**What is being asked**
Return, word for word, only the lines from the one containing "of the person" through the last line of the entries.

Rows from a dataset:

----------------

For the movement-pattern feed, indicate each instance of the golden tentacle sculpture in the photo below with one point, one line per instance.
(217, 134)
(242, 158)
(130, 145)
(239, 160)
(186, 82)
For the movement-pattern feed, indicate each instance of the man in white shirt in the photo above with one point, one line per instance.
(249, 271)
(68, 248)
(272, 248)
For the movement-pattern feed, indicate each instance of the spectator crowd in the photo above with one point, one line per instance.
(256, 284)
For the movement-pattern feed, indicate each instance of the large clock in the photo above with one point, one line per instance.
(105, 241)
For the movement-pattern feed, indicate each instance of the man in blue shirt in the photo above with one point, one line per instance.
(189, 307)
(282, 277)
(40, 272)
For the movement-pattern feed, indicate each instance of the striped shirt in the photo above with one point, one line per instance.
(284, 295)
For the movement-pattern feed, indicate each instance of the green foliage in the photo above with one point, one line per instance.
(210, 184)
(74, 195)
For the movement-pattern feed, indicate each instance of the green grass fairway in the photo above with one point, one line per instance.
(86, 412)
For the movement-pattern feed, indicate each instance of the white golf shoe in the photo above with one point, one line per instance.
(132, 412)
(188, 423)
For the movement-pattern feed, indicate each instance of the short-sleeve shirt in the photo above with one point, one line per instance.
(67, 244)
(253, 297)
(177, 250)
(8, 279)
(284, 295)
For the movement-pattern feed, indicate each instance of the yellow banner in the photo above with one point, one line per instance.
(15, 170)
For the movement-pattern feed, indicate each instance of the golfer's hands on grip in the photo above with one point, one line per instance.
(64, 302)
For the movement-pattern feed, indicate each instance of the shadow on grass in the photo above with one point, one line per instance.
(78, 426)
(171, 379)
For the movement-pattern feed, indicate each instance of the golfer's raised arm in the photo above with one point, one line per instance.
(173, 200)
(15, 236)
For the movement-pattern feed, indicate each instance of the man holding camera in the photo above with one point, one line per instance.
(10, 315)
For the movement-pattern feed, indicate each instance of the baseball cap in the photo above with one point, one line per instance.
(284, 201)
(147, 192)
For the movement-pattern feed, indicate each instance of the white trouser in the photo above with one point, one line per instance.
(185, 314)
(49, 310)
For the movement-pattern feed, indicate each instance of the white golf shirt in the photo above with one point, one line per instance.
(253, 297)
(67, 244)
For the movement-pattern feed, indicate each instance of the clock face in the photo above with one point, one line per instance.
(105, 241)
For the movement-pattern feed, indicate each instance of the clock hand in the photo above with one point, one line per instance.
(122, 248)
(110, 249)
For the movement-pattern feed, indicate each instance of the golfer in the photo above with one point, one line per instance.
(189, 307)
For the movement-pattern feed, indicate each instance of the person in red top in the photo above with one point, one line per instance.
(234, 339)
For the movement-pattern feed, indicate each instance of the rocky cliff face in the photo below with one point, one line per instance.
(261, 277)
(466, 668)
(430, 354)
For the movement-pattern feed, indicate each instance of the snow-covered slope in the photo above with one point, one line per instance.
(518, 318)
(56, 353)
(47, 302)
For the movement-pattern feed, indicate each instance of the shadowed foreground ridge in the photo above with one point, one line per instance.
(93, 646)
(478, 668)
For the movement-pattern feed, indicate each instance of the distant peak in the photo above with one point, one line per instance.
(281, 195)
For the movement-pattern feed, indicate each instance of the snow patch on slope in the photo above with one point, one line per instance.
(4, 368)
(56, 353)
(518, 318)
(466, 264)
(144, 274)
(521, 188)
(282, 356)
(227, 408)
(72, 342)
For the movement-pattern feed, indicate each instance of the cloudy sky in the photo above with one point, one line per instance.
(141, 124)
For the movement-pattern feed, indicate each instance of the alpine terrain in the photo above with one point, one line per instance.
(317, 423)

----------------

**Response below**
For the movement-pattern feed, indicate each instance of the person in red top in the photo above with one point, one line per instance.
(234, 339)
For the movement-pattern feed, indicate each instance of the rocky cliff face in the photo below with one point, one line per instance.
(261, 277)
(466, 668)
(430, 354)
For the movement-pattern feed, indicate each instance of the snow-covered slope in the photo above with one point, one line per instance.
(518, 318)
(56, 353)
(47, 302)
For the movement-pattern feed, indicate each instance of the shadowed foreground ridge in the photo above with one point, one line per instance.
(93, 646)
(478, 668)
For the movement-pattern feed, indicate each instance of the distant peak in the photo above with one point, one line per instance.
(281, 195)
For the movement-pattern feed, indicate each instance of the snow patch on slope in the photo above with one point, one line per instance.
(4, 368)
(56, 353)
(518, 318)
(466, 264)
(144, 274)
(521, 188)
(282, 356)
(227, 408)
(72, 342)
For the movement-pattern feed, indicate each instance of the cloudy sky in the photo above with one point, one line per instance.
(141, 124)
For the movement-pattern feed, indicate each instance of the alpine terrain in the photo above with one point, one line per instance.
(317, 423)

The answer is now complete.